In the forum thread about exercising with the flu, how many consecutive push-ups does Vell report being able to do after six weeks of training?

## [EXCERPT]
[Start of Attachment]

# Exercising and the Flu: How to Not Lose Progress



## Vell (6 Nov 2013)

I have been browsing these forums for information for the past few months but today is the first day the search function on both this site and google have failed me, so this is my first post.

I applied to the CF last month and began training (since I was out of shape) shortly before that. I have made a lot of progress since I began training about 6 weeks ago, but I have unfortunately caught the flu. My whole body aches and I have a fever. Any research I do says that while I have any symptoms below the neck (body pain, sore stomach, fever, breathing problems...) I should not do any exercise at all.

My fever is gone now. I am still sick but apparently I should be OK to do SOME training. My question then becomes, how much do I need to workout to simply not lose progress. To be more precise, while I am sick, I have no interest in improving my progress, but I want to do enough training to not lose any of the progress I have already made in the past 6 weeks.

I jog for 30 minutes every second day and do push-ups, sit-ups, squats, and planks (of varying styles) on days where I do not run.
I have made the following progress in the past 6 weeks (yes, I know, it is pathetic, but it is still progress). 


0.3km jogging until too tired to go on -> 2.5km jogging before getting too tired to go on. (using couch to 5k programme) End goal: at least 5km in 20minutes.
4 consecutive push-ups -> 16 consecutive push-ups (I wish this would progress faster). End goal: at least 30 consecutive push-ups.
20 consecutive sit-ups -> 50 consecutive sit-ups. End goal: Already met, the rest is gravy.


----------



## PMedMoe (6 Nov 2013)

You're sick.  Your time would be better spent recovering fully from your illness instead of worrying about losing some progress on your road to fitness.  You say you applied a month ago.  Given some of the recruiting examples here, I think you have plenty of time to get in shape.


----------



## Nudibranch (6 Nov 2013)

PMedMoe said:
			
		

> You're sick.  Your time would be better spent recovering fully from your illness instead of worrying about losing some progress on your road to fitness.  You say you applied a month ago.  Given some of the recruiting examples here, I think you have plenty of time to get in shape.



This.
That said, if you really want to exercise, I do some light running if I'm just mildly ill, and I listen to my body. Sometimes the exercise makes me feel better. If it makes me feel worse, I quit and let my body recover some more.


----------



## Vell (7 Nov 2013)

Thank you for the feedback. I ended up just doing a 3km speed walk and my body did not seem to complain any more than it already was. I tried a little light jogging but that was hurting way more than it should so I returned to the speed walking. I don't know how much 'exercise' speed walking provides, but it was all I could do at the time.

I still have not been able to find any webpages that list the approximate bare minimum of physical activity required to prevent the degradation of one's fitness level, but I am sure the information is out there and I am just not searching for the right terms. I would still like this information not only for when I am sick, but also for days where I have much less time available to me to exercise.


----------



## x_para76 (7 Nov 2013)

I would suggest that until you've recovered fully from your illness that you steer clear of cardio. Doing cardio has a tendency to depress your immune system, and because of that I'd stick to doing calisthenics.  This will allow your immune system to recover and also help to give your metabolism a boost.


----------



## Chernoble (26 Nov 2013)

If you maintain your nutrition it will ensure the maintenance of your progress and also give the right fuel for your body to get better


----------



## Vell (29 Jun 2014)

[End of Attachment]

## [LISTED ENTRIES]
[Start of Attachment]

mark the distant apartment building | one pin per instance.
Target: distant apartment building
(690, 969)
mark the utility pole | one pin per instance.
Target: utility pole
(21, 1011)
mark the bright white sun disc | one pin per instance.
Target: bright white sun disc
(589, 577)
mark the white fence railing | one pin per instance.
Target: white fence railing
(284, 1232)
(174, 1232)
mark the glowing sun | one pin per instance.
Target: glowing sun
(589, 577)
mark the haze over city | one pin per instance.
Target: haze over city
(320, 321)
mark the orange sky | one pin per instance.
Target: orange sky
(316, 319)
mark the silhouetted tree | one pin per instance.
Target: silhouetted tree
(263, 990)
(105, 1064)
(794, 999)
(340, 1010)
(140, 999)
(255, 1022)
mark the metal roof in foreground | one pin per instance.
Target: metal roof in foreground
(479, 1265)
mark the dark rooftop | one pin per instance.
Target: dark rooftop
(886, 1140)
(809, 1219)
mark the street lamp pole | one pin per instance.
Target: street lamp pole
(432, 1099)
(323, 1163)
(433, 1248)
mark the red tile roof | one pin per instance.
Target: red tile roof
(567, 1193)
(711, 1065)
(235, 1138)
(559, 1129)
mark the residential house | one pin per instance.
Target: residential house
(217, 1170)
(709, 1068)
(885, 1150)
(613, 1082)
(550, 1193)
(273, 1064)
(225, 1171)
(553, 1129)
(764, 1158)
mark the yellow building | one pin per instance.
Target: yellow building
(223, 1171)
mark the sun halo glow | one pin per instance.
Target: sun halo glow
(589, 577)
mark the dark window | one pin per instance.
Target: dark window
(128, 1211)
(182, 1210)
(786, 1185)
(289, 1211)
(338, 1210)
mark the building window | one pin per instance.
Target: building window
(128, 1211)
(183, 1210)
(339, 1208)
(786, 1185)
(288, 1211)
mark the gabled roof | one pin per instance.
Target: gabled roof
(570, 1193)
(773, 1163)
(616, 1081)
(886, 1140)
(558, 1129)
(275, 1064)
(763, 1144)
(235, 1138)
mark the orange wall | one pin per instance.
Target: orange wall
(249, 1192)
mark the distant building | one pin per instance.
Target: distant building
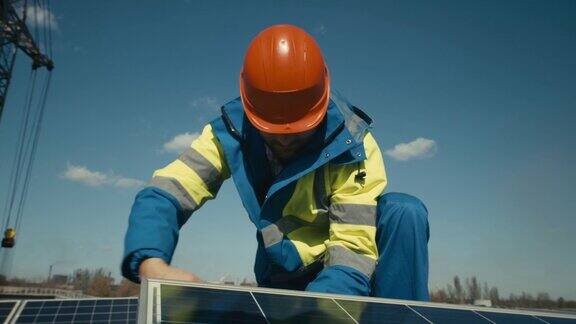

[End of Attachment]

## [RESULT OF THIS EXERCISE]
16 consecutive push-ups, up from 4.